**YOUR TASK**
Below are the entries. Transcribe exactly the lines from the one with "Where can the snow-covered" through the one with "Where can the red", ends included, and leave out all others.

[Stored data entries]

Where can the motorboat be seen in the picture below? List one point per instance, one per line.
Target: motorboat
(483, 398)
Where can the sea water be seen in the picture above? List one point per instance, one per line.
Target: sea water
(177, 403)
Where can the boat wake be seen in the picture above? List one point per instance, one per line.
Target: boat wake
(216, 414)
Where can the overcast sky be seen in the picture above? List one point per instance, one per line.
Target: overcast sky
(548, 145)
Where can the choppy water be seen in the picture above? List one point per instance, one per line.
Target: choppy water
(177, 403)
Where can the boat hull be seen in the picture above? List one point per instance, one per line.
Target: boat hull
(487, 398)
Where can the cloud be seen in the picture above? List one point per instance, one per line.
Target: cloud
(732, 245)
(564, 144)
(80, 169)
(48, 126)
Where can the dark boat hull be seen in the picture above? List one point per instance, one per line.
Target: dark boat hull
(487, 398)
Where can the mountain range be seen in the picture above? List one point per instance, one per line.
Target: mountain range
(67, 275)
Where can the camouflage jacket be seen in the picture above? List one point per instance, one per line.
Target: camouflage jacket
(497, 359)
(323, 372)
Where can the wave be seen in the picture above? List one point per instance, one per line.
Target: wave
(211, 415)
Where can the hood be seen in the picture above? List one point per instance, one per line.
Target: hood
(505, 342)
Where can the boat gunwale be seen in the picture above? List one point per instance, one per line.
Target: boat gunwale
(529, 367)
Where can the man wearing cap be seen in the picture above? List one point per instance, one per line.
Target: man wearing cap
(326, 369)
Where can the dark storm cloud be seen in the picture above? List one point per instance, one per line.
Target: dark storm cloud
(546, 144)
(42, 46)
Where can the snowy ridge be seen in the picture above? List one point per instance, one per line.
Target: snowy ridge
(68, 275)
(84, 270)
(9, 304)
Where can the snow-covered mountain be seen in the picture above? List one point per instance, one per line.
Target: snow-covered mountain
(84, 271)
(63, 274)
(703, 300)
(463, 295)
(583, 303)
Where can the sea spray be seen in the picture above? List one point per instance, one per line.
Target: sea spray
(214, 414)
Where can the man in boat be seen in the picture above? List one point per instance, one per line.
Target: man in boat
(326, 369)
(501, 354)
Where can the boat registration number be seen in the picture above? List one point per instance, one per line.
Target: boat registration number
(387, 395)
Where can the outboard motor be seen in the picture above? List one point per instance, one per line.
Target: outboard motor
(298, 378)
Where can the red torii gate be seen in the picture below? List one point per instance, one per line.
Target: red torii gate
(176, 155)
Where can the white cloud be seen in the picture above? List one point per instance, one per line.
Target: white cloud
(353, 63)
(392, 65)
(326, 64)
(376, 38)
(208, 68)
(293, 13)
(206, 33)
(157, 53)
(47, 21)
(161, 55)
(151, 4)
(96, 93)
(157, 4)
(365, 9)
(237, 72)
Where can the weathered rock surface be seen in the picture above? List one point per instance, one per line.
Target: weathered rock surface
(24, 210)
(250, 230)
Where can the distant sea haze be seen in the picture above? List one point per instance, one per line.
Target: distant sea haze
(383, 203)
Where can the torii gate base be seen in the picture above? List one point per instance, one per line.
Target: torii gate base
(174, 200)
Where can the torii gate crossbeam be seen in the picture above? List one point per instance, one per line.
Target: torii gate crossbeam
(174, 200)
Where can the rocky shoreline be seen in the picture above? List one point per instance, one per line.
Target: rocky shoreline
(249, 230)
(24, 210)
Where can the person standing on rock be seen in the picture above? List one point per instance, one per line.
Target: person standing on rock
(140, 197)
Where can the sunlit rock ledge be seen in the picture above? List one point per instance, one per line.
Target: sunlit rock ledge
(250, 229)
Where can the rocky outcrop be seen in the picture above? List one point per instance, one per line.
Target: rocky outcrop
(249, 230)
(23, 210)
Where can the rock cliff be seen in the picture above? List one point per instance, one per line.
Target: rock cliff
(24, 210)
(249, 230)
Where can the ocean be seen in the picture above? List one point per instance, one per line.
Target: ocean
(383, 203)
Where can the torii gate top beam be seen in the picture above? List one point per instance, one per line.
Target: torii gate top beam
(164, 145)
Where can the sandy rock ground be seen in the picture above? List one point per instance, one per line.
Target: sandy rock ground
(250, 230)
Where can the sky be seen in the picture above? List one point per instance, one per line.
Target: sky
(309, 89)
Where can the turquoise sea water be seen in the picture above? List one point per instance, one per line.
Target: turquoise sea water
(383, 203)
---
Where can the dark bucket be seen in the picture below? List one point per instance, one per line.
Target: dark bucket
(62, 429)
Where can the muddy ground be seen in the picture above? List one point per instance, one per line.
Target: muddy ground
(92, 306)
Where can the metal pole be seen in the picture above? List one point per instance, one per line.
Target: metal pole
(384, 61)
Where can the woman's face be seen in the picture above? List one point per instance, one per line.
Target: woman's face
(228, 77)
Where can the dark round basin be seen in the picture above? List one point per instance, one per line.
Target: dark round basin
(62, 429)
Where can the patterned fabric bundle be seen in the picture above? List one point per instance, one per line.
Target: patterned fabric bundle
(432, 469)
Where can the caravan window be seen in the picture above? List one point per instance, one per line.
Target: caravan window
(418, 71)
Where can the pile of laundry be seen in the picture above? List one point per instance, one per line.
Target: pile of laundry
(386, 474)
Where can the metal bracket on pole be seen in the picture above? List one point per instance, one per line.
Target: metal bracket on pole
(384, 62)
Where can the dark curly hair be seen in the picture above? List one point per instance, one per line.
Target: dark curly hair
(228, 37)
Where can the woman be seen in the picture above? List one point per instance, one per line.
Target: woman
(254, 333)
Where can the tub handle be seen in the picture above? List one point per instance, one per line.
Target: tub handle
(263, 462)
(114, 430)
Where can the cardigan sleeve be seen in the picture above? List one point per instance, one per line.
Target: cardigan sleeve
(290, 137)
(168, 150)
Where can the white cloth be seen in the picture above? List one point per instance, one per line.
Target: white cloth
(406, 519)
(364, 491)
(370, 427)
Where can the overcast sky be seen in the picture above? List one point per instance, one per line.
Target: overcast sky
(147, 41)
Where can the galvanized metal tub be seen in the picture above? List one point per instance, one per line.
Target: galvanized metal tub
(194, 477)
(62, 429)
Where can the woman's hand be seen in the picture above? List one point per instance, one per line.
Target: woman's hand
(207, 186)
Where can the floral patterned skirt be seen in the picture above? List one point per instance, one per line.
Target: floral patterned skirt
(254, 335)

**REPLY**
Where can the snow-covered mountain be seen in the picture above? List one point per instance, one per line.
Target: snow-covered mountain
(84, 271)
(63, 274)
(703, 300)
(463, 295)
(583, 303)
Where can the sea spray be seen in the picture above? List one point per instance, one per line.
Target: sea spray
(214, 414)
Where can the man in boat be seen in the picture above? List one point per instance, one per line.
Target: man in boat
(326, 369)
(501, 354)
Where can the boat registration number be seen in the picture above? List one point per instance, one per line.
Target: boat registration number
(387, 395)
Where can the outboard motor be seen in the picture above? List one point per instance, one per line.
Target: outboard motor
(298, 378)
Where can the red torii gate be seen in the picture below? List one point per instance, one per line.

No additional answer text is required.